The problem: Transcribe the listing below in its entirety, exactly.

Provided entries:

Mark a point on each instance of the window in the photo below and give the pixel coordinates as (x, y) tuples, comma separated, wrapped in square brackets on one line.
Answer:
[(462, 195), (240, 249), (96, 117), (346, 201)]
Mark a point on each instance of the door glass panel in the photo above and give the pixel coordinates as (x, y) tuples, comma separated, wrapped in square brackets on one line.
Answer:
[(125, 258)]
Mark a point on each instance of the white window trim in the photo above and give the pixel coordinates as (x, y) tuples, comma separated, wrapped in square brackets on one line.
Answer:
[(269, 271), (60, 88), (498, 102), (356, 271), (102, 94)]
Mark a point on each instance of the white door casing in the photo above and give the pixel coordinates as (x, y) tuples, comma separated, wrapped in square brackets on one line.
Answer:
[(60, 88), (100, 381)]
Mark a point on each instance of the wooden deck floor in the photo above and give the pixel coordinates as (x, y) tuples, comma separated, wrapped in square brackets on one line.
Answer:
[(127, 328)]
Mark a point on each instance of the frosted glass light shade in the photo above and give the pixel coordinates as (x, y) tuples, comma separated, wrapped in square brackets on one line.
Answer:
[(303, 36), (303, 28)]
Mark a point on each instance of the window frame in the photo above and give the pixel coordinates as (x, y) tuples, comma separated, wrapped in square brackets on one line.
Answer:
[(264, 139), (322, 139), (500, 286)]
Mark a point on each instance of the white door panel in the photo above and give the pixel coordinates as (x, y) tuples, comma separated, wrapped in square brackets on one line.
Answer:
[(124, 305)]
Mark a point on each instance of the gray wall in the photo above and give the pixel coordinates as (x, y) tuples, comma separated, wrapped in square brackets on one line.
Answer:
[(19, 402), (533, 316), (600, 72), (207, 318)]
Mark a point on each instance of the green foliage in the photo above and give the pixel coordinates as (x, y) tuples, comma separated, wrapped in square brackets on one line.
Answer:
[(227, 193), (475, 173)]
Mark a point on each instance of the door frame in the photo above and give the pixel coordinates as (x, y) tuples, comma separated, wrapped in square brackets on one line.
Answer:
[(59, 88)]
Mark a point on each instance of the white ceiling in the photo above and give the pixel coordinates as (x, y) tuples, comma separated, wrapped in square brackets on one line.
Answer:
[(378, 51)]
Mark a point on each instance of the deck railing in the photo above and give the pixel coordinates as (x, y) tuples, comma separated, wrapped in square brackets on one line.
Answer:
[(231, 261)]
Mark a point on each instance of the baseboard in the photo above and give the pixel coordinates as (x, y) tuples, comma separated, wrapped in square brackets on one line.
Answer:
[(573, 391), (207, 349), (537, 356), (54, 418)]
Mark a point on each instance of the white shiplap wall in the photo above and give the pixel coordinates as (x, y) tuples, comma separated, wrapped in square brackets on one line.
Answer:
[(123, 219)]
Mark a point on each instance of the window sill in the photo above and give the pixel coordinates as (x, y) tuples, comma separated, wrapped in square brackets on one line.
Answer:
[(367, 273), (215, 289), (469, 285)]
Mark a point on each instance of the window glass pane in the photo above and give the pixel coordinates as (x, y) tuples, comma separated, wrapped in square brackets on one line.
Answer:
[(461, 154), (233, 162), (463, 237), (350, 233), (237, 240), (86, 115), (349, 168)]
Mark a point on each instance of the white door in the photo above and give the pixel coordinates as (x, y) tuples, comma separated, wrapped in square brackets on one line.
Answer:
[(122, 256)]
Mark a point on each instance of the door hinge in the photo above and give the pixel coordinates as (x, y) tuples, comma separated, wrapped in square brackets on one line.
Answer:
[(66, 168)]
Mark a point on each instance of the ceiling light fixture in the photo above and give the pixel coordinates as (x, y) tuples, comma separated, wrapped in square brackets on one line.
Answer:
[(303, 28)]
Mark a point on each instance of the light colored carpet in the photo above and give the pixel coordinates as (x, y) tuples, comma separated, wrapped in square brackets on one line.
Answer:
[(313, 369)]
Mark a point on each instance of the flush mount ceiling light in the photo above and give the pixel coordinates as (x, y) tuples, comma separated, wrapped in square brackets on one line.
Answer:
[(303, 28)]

Task answer:
Mark a point on each instance of the window in the photo below and give the pixel coordinates as (x, y) tuples, comma separated, wrapped in square brackets on one line.
Answer:
[(462, 195), (240, 249), (96, 117), (346, 201)]
Mark a point on each instance of the door glass panel in the photo above and give the pixel coordinates as (x, y) tuples, comma separated, wrapped in square brackets on one line.
Answer:
[(125, 258)]
Mark a point on each instance of the white window trim in the photo above and give the pixel coordinates as (x, y) tuples, comma separated, wrapped in square brackets on one line.
Answer:
[(269, 271), (60, 88), (498, 102), (356, 271), (102, 94)]
Mark a point on each instance of the white door casing in the photo above and give the pixel coordinates as (x, y) tuples, comma separated, wrapped in square brackets on one line.
Answer:
[(60, 88), (100, 381)]
Mark a point on each instance of the wooden deck floor in the photo above and give the pixel coordinates as (x, y) tuples, comma separated, wrapped in square brackets on one line.
Answer:
[(127, 328)]
Mark a point on each instance of the frosted glass light shade in the photo above and give the pixel coordinates as (x, y) tuples, comma separated, wrapped in square brackets on one line.
Answer:
[(303, 36), (303, 28)]
Mark a point on each instance of the window frame in the photo above and give the pixel coordinates as (x, y) tuples, comma separated, wrapped in square brackets on one line.
Answer:
[(264, 139), (322, 139), (500, 286)]
Mark a point on each instance of the white door panel in the photo above and give the pixel coordinates as (x, y) tuples, comma separated, wrapped in square brackets on one line.
Answer:
[(124, 305)]
Mark a point on each instance of the gray wall in the photo above and give the pixel coordinates as (x, y) tuples, comma separated, wrapped in square brackets on one line.
Answer:
[(19, 402), (533, 316), (600, 72), (207, 318)]
Mark a point on each instance of the green foliage in the photo above and give the pixel coordinates as (x, y) tuples, comma separated, wrapped in square brackets on one line.
Answer:
[(227, 193), (475, 173)]
Mark a point on each instance of the door frame in the photo above and give the pixel coordinates as (x, y) tuples, comma separated, wrapped in square brackets on one line.
Answer:
[(59, 88)]
Mark a point on each instance of the white ceiling in the photo above and give the pixel coordinates as (x, y) tuples, comma separated, wrapped in square brackets on one line.
Answer:
[(378, 51)]
Mark a point on each instance of the deck railing in the photo above and give the pixel coordinates as (x, y) tuples, comma separated, wrapped in square brackets on one line.
Answer:
[(231, 261)]
Mark a point on each instance of the baseboard in the photo above and give the pixel coordinates as (x, y) tuples, comma separated, wrapped in square brackets on one line.
Answer:
[(573, 391), (207, 349), (537, 356), (54, 418)]
Mark a point on each instance of the white shiplap wall in the photo above and give the pixel coordinates as (x, y) tuples, comma separated, wrapped in square brackets on one line.
Answer:
[(123, 219)]
Mark a point on each instance of the window sill in the photo above and give the pixel coordinates as (x, y) tuples, comma separated, wrapped in square brackets on one line.
Answer:
[(367, 273), (215, 289), (469, 285)]
Mark a point on each instance of the window glass pane in the photo above and give the pixel coordinates as (x, y) tuples, comma separated, wrapped in square brackets on one line.
Answer:
[(461, 154), (233, 162), (463, 237), (350, 233), (237, 240), (86, 115), (349, 168)]
Mark a point on each instance of the white door in the photo above and give the pixel coordinates as (x, y) tuples, comma separated, wrapped in square brackets on one line.
Answer:
[(122, 256)]
Mark a point on each instance of the door hinge in the photo above and give the pixel coordinates as (x, y) tuples, comma separated, wrapped in square brackets on one line.
Answer:
[(66, 168)]
Mark a point on each instance of the ceiling light fixture in the photo above and give the pixel coordinates as (x, y) tuples, comma separated, wrapped in square brackets on one line.
Answer:
[(303, 28)]
Mark a point on each instance of the light colored carpet in the photo above and give the pixel coordinates as (x, y) tuples, comma separated, wrapped in square brackets on one line.
Answer:
[(313, 369)]
Mark a point on each instance of the flush mount ceiling light in the photo above and give the pixel coordinates as (x, y) tuples, comma separated, wrapped in square brackets on one line.
Answer:
[(303, 28)]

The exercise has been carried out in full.